**STATED EXERCISE:**
Write out each of these lines word for word, with nothing changed.

═════ GIVEN DATA ═════

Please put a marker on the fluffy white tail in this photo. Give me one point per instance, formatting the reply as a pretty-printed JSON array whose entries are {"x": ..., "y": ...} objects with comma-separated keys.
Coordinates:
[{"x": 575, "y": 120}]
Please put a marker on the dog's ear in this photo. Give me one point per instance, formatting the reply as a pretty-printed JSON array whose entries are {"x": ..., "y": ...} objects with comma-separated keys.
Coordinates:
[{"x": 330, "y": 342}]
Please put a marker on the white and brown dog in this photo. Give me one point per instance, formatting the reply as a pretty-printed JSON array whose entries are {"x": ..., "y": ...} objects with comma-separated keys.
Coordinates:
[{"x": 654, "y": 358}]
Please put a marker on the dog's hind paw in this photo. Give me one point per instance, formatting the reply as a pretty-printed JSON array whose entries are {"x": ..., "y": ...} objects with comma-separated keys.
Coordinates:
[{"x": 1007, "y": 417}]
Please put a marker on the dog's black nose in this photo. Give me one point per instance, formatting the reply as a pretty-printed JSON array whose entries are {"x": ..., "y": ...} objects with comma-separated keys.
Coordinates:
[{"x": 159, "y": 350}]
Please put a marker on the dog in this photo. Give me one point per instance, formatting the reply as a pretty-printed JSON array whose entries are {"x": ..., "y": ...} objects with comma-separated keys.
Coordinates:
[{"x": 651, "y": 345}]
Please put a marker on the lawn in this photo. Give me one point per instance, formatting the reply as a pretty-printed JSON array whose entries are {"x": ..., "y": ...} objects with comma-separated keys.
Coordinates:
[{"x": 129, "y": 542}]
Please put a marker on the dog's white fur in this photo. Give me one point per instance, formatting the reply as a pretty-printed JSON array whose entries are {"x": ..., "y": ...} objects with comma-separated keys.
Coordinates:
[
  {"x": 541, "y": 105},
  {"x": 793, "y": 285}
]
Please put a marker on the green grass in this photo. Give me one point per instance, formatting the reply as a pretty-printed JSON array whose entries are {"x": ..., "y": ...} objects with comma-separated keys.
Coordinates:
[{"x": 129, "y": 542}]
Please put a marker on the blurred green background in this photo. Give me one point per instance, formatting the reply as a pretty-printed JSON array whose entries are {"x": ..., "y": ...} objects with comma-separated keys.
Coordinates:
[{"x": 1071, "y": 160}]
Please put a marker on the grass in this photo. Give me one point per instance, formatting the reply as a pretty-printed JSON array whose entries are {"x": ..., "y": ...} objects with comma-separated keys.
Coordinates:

═════

**ANSWER FOR THIS EXERCISE:**
Please put a marker on the fluffy white tail in this photo. Give me one point per instance, formatting the reply as a pretty-printed JSON array whose entries are {"x": ..., "y": ...} objects with comma-separated keys.
Coordinates:
[{"x": 575, "y": 120}]
Please put a marker on the dog's ear in this photo. Give me one point per instance, formatting the reply as a pretty-printed JSON array whose entries are {"x": ..., "y": ...} objects with comma-separated keys.
Coordinates:
[{"x": 330, "y": 342}]
Please put a marker on the white and brown dog in this photo. Give me one point per instance, formatting the reply as a pretty-printed JSON array whose entries are {"x": ..., "y": ...} objects with comma-separated keys.
Coordinates:
[{"x": 654, "y": 358}]
Please put a marker on the dog's hind paw in this photo. Give me one point per instance, formatting the reply as a pretty-printed JSON array whose entries are {"x": ..., "y": ...} objects with comma-separated keys.
Coordinates:
[{"x": 1007, "y": 417}]
Please put a marker on the dog's black nose in this photo. Give me one point per instance, formatting the reply as a pretty-printed JSON array whose entries are {"x": ..., "y": ...} objects with comma-separated keys.
Coordinates:
[{"x": 159, "y": 350}]
Please put a marker on the dog in this photo. Give me one point per instance, formatting the reply as a pretty-printed JSON array whose entries are {"x": ..., "y": ...} objects with comma-separated keys.
Coordinates:
[{"x": 651, "y": 345}]
Please put a marker on the lawn in this photo. Give me one point per instance, formatting the reply as a pretty-printed JSON array whose entries are {"x": ..., "y": ...} objects with comma-separated keys.
Coordinates:
[{"x": 129, "y": 542}]
Please put a marker on the dog's white fur in this photo. Give me one point per instance, formatting the reply as a pretty-printed JSON array whose entries are {"x": ..., "y": ...} objects with comma-separated keys.
Coordinates:
[
  {"x": 541, "y": 105},
  {"x": 793, "y": 285}
]
Please put a marker on the green grass in this photo. Give me one point per instance, formatting the reply as a pretty-printed JSON array whose entries are {"x": ..., "y": ...} objects with comma-separated keys.
Coordinates:
[{"x": 129, "y": 542}]
Please put a marker on the blurred green background in this photo. Give me one point per instance, formatting the reply as a pretty-printed JSON array whose entries are {"x": ..., "y": ...} objects with comma-separated keys.
Coordinates:
[{"x": 1071, "y": 160}]
Please put a marker on the grass in this photo. Give me one point per instance, formatting the reply as a pretty-printed JSON array whose entries are {"x": ..., "y": ...} objects with comma-separated keys.
Coordinates:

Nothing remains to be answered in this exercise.